PROBLEM SET:
1 > Copy the passage of the text about the Jekyll site starting with "In all, there" and going on through "a flash drive.".
2 > According to the text about the Jekyll site, how long does the full site take to build on the workstation after a jekyll clean?

TEXT SHOWN:
It looks nice on my tablet as well as a desktop. It took me about a week of evenings from the point I got the flash drive to having a working prototype that I can show at the next historical society meeting. After that, we’re going back to the state historical society to see about getting the remainder of the pages scanned, which will require funding. That may take months or even years.
I did not create custom layouts or add plugins to build indexes. I don’t know Ruby well enough to go messing with plugins. I handled a lot of the heavy work that a plugin would do in my Python script to handle the index building. I know the jekyll processor will do a lot of that, but I didn’t want to go down the rabbit hole too far. As it was, I was able to start with a subset of the issues from the first year. Once things looked nice, I added a few more years. Finally, I have the entire set of issues with a post for the issue and individual post pages for each page.
In all, there are 15,481 individual .md files in _posts, arranged in a folder hierarchy by year. It takes about 8 minutes to build the full site on my workstation after doing a jekyll clean. But, it looks nice. Certainly beats passing around a flash drive.
Search
While showing this to my wife and others, I knew that the real user scenario for this would be to have a usable search index. Sure, people will look at the issues and browse, but the #1 use case to me is someone looking for information about a relative. I need a good search index and to eventually get search engines to pick up the content.

Stored items:
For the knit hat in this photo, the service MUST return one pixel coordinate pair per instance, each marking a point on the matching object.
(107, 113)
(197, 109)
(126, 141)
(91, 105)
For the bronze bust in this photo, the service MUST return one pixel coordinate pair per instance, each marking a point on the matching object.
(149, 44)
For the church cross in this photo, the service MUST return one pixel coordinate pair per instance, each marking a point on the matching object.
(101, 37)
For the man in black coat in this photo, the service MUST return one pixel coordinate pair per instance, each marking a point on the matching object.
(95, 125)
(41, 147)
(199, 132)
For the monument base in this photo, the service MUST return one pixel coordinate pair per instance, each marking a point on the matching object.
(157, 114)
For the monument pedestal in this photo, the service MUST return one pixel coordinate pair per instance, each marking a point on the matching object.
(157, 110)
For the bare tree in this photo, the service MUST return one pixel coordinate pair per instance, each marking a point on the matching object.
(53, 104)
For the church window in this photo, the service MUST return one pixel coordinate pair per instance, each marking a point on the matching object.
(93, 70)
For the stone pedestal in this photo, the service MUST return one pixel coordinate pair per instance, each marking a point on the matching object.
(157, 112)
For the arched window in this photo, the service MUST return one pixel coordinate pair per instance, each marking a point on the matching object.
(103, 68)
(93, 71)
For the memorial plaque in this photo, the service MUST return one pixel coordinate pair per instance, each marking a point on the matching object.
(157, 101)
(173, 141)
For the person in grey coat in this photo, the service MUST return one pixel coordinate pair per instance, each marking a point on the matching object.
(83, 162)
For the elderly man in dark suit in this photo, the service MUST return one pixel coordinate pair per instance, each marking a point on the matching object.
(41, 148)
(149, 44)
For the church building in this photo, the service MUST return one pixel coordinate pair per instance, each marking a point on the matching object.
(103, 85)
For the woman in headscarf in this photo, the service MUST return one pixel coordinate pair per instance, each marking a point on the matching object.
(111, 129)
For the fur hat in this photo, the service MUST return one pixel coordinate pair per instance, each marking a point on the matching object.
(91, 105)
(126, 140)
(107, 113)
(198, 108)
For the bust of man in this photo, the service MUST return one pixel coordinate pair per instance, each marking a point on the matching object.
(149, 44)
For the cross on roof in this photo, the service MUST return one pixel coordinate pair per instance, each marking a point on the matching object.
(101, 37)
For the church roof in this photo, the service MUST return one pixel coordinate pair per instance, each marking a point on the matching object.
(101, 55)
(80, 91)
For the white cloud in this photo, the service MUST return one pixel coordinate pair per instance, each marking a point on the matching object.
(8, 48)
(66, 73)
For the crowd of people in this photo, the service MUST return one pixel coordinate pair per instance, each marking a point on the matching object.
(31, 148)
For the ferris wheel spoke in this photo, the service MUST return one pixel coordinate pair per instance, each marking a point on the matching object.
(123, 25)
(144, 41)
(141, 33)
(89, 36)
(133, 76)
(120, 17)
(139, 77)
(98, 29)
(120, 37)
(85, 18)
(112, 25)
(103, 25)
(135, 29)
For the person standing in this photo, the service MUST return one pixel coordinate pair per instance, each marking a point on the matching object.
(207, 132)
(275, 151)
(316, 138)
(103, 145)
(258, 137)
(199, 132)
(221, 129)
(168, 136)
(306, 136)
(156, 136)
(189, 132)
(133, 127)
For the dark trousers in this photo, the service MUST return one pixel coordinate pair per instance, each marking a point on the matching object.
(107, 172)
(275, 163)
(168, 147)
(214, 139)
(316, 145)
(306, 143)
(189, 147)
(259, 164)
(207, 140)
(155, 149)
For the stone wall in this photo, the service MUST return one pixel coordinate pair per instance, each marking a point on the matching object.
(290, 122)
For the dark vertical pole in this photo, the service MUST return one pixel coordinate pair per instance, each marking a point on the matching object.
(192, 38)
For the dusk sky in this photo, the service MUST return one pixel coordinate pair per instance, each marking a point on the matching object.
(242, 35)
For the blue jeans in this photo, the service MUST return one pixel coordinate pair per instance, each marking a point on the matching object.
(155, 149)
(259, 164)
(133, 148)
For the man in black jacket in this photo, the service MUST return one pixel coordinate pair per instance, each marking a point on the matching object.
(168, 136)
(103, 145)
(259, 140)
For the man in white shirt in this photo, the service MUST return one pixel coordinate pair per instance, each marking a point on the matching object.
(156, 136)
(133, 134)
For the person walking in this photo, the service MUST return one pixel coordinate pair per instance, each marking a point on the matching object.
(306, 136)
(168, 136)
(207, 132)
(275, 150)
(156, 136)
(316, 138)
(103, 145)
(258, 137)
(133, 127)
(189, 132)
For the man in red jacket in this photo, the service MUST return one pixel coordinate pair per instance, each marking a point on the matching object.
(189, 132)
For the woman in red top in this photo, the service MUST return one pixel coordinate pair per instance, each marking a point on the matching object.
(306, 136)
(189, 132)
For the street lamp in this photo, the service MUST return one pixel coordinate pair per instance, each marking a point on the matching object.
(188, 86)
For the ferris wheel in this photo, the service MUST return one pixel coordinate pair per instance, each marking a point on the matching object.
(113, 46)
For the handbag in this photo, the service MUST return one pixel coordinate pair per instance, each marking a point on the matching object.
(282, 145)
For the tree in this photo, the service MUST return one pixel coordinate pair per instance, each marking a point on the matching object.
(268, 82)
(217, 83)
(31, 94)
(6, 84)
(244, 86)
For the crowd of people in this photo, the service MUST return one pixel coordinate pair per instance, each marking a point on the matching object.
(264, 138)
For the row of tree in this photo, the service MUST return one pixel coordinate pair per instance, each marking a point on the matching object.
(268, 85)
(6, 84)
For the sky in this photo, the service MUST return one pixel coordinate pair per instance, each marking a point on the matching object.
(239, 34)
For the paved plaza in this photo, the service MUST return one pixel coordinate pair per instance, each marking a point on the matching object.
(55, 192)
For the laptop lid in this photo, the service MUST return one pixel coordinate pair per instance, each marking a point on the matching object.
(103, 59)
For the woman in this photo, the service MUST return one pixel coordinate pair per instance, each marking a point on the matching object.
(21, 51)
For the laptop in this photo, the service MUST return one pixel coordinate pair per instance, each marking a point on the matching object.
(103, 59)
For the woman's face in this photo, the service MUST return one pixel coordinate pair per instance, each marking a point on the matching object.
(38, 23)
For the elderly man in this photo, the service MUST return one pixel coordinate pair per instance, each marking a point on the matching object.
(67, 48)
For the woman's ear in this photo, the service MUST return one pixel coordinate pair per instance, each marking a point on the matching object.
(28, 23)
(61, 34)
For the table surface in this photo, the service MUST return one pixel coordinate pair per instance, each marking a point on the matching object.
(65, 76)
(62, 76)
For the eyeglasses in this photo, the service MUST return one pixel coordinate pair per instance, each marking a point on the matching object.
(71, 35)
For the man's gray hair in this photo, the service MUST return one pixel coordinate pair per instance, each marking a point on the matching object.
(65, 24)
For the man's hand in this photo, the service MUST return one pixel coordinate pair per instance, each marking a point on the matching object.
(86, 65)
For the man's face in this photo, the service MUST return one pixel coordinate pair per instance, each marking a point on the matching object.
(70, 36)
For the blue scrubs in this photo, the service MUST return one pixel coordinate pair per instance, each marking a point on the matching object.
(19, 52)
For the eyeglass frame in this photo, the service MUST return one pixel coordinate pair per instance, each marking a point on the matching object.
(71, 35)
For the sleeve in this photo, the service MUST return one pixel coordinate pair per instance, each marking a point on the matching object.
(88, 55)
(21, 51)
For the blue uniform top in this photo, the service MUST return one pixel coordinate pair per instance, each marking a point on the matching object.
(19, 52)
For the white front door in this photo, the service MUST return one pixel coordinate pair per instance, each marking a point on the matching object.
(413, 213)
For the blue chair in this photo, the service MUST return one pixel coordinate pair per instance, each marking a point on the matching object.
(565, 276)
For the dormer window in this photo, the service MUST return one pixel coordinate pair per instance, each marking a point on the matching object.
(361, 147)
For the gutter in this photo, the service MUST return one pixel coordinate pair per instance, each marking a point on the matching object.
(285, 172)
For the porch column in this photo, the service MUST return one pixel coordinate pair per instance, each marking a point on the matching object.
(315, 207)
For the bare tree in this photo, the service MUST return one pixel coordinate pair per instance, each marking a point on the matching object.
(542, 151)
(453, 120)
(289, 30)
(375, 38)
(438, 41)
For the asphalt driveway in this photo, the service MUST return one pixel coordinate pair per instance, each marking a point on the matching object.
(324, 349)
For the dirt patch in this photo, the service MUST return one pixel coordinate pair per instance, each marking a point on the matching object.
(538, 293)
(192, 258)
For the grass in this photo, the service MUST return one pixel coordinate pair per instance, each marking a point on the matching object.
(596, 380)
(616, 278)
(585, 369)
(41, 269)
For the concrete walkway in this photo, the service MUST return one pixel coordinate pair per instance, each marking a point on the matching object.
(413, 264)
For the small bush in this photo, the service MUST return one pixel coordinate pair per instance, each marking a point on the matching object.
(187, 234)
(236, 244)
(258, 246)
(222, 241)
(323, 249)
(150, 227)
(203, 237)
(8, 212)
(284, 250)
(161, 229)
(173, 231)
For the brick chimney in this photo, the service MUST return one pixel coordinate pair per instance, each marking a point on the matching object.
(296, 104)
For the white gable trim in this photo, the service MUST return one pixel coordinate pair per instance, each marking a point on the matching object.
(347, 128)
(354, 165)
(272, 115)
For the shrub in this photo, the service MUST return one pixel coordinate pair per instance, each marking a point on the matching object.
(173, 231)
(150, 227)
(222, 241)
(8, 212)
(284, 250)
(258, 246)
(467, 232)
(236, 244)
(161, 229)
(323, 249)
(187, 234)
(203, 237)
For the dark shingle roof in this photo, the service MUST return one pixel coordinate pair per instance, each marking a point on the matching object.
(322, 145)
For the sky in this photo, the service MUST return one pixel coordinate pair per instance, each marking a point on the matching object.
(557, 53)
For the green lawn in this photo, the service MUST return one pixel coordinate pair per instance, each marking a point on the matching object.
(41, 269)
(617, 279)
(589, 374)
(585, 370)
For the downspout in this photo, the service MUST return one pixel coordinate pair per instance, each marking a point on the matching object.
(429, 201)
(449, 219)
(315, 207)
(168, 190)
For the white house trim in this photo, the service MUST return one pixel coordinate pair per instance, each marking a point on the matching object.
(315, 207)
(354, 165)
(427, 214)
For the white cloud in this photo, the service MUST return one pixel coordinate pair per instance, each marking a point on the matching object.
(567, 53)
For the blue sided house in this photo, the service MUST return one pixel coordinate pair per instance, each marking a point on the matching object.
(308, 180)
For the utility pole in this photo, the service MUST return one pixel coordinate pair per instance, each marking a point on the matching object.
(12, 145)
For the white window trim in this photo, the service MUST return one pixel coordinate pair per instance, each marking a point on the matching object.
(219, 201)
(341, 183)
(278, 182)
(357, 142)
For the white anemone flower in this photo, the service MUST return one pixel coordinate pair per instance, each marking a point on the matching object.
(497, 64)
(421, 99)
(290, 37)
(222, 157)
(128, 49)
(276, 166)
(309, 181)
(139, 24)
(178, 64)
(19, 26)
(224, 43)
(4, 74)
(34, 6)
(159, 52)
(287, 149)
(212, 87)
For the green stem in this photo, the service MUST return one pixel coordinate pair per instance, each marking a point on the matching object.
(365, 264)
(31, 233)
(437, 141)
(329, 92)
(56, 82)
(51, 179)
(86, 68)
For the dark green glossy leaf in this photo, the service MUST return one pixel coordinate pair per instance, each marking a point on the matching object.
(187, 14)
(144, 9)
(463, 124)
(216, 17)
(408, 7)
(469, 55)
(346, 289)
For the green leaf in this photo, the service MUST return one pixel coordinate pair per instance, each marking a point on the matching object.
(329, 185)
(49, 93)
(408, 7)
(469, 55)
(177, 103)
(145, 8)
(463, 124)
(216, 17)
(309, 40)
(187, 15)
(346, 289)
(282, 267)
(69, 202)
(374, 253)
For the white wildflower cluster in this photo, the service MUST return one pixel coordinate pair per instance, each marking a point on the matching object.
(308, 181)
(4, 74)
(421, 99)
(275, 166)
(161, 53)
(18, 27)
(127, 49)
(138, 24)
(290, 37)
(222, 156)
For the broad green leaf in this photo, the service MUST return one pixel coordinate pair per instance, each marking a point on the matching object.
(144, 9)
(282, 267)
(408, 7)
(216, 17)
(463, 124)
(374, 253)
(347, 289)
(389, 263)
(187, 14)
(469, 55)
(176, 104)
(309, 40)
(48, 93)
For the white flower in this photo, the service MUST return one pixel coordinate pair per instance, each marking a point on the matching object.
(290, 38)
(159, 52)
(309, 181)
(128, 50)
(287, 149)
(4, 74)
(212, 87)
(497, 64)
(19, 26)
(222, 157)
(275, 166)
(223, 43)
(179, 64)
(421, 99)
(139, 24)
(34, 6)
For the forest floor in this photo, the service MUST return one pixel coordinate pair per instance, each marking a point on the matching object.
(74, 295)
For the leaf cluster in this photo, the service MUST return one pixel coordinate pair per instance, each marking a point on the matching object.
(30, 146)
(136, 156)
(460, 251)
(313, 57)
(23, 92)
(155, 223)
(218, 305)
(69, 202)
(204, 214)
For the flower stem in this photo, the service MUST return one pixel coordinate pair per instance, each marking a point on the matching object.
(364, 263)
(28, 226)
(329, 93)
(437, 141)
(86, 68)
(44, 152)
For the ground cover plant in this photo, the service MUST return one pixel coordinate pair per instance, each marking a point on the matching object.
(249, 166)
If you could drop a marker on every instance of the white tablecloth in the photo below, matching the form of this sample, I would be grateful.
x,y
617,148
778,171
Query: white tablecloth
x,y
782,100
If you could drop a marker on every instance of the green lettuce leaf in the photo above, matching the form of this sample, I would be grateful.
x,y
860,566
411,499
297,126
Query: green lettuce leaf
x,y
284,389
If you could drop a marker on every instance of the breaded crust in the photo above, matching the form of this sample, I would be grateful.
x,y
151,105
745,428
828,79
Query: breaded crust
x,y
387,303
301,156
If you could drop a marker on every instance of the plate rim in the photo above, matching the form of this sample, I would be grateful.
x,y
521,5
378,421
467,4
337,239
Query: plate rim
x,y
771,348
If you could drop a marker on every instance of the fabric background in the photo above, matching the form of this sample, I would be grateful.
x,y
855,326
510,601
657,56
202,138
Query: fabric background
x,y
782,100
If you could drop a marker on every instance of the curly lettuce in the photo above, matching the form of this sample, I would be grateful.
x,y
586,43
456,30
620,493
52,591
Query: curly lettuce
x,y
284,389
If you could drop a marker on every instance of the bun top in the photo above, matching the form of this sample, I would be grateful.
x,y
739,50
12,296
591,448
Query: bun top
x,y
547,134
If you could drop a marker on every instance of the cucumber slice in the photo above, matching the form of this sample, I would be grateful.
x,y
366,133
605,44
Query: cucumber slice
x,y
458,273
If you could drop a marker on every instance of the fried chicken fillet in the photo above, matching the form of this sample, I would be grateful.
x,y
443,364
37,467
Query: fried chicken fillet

TASK RESPONSES:
1 >
In all, there are 15,481 individual .md files in _posts, arranged in a folder hierarchy by year. It takes about 8 minutes to build the full site on my workstation after doing a jekyll clean. But, it looks nice. Certainly beats passing around a flash drive.

2 > About 8 minutes.